Switch "pointer" to "locator" everywhere in the items below, and write out all the lines again with nothing else changed and the pictures left out.

── DATA PROVIDED

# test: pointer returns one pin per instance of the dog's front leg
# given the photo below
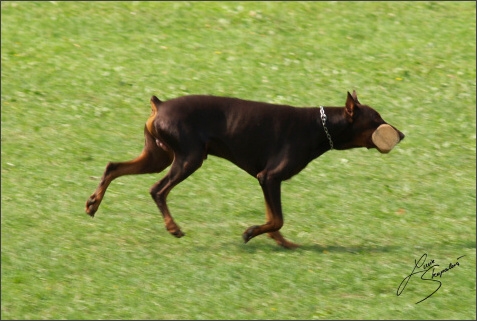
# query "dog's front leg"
(271, 191)
(153, 159)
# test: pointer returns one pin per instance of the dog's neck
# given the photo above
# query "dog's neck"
(324, 119)
(333, 127)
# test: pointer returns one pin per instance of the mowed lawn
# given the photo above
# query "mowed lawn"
(75, 88)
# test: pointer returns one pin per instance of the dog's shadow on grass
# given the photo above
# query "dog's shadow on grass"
(318, 248)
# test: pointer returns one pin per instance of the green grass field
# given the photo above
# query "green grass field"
(76, 82)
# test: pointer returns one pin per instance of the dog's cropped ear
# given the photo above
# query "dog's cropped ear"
(155, 102)
(350, 106)
(355, 96)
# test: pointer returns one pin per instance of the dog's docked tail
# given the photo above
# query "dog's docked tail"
(155, 102)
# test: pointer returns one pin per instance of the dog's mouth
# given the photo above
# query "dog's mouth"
(385, 137)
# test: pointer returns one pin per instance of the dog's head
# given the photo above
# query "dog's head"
(366, 128)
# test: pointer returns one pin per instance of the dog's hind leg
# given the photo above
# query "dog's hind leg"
(153, 159)
(181, 168)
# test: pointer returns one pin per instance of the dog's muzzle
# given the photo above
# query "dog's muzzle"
(385, 137)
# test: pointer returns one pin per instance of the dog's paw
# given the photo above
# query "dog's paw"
(248, 234)
(177, 233)
(91, 205)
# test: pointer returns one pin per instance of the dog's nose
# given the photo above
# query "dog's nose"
(401, 135)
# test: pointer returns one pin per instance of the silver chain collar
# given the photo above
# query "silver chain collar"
(323, 121)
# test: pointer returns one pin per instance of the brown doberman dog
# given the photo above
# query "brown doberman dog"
(270, 142)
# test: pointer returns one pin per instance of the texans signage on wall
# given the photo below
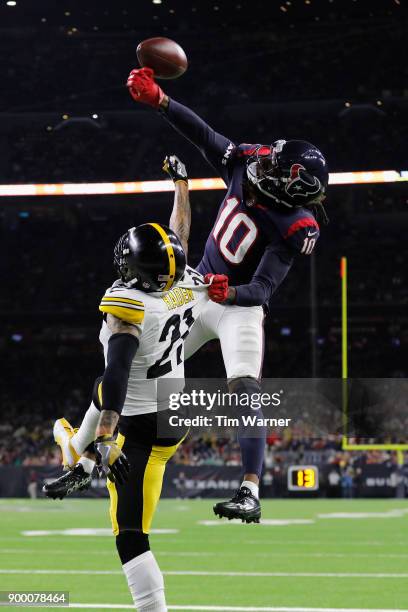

────

_CORRECT RESULT_
# test: locator returns one pin per instance of the dog's front leg
# given the photo below
# query "dog's front leg"
(271, 191)
(153, 159)
# test: locator returns one pin per instance of the dog's neck
# given the photo above
# query "dog's neck"
(324, 119)
(333, 127)
# test: locator returns one pin per instance of the mowed lawn
# given the photo above
# query "mowed lawn"
(75, 88)
# test: locator returns one pin per instance of the dog's shadow on grass
# given the photo above
# query "dog's shadow on grass"
(318, 248)
# test: locator returns one pin per instance of the green grass field
# given the photo above
# query "green grass field"
(76, 82)
# test: locator returns one pin per instance of the dog's cropped ear
# given the photo above
# query "dog's cropped ear"
(155, 102)
(350, 106)
(355, 96)
# test: locator returns one pin per instance of the dog's docked tail
# given the photo above
# query "dog's docked tail"
(155, 102)
# test: locator returns one pin per instance of the dog's mouth
# given the photo above
# query "dog's mouth"
(385, 137)
# test: locator returns one pin per instance of the dog's head
# given the photo above
# query "dog's head"
(366, 128)
# test: locator returns one pin per instance of the dog's hind leg
# given the photo above
# query "dog's hind leg"
(153, 159)
(181, 168)
# test: locator returns one pin per instance of the dog's muzzle
# given the photo above
# query "dog's muzzle"
(385, 137)
# test: locator returns one pin per instance of the dog's paw
# given the photo above
# query "dog's paw"
(248, 234)
(177, 233)
(91, 205)
# test: locator returns one pin per instance of the dog's nose
# given the photo above
# query "dog's nose"
(401, 135)
# test: locator returns one pin per instance of the silver chain collar
# given the photo above
# query "silver chain collar"
(323, 121)
# test: locator returns one pin per instance of the brown doberman dog
# given the photo above
# query "brown doberman dog"
(270, 142)
# test: locator returns one pin per instance of the texans signage on wall
# given the photo below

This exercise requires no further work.